INFORMATION PROVIDED |
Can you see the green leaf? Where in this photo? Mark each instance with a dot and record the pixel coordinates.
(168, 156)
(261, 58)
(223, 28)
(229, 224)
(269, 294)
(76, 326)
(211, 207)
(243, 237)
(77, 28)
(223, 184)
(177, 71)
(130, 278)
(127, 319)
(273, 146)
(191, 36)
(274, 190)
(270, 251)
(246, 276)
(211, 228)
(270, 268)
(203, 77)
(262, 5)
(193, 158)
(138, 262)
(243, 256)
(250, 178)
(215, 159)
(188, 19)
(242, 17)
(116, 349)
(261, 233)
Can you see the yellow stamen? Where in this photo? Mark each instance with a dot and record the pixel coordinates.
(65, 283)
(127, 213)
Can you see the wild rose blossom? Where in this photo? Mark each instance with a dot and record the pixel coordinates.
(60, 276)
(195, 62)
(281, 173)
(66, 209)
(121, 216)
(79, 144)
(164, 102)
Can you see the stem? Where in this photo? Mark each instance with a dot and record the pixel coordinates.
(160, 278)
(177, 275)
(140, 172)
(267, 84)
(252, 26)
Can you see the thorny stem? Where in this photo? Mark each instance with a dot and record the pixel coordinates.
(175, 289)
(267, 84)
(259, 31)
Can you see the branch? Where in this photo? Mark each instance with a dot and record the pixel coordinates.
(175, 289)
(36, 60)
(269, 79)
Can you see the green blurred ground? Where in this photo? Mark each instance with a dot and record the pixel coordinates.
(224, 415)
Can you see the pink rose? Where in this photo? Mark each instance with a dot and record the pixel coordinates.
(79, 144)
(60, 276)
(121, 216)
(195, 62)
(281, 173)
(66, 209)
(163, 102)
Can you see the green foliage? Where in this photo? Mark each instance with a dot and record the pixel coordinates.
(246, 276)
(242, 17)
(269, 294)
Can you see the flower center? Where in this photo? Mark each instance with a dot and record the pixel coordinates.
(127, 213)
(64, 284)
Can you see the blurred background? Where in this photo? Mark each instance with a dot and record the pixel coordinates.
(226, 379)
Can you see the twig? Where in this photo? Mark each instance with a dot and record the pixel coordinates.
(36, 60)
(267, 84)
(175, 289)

STATED GOAL |
Please return, unchanged, every line of the entries above from the line with "Can you see the green blurred" through the final line of the entries, including both ends.

OUTPUT FOR THIS TASK |
Can you see the green blurred ground? Where in this photo? Mark each instance with a dot and record the pixel coordinates.
(224, 415)
Can you see the pink rose? Where in this photo? Mark each instance with a dot and record the pixel coordinates.
(79, 144)
(60, 276)
(121, 216)
(195, 62)
(281, 173)
(66, 209)
(163, 102)
Can you see the green foliage? Where in this photo? Mark each instance with a dot and record the pixel coordinates.
(246, 276)
(242, 17)
(269, 294)
Can you see the flower center? Where in this photo? Mark each instance with a dot and record the pixel coordinates.
(127, 213)
(64, 284)
Can you see the blurred background? Where in this photo? Mark each instance with a dot and record the pixel coordinates.
(226, 379)
Can you see the twig? Where in this photo? Mark each instance with a dot and record the pixel coordinates.
(36, 60)
(267, 84)
(175, 289)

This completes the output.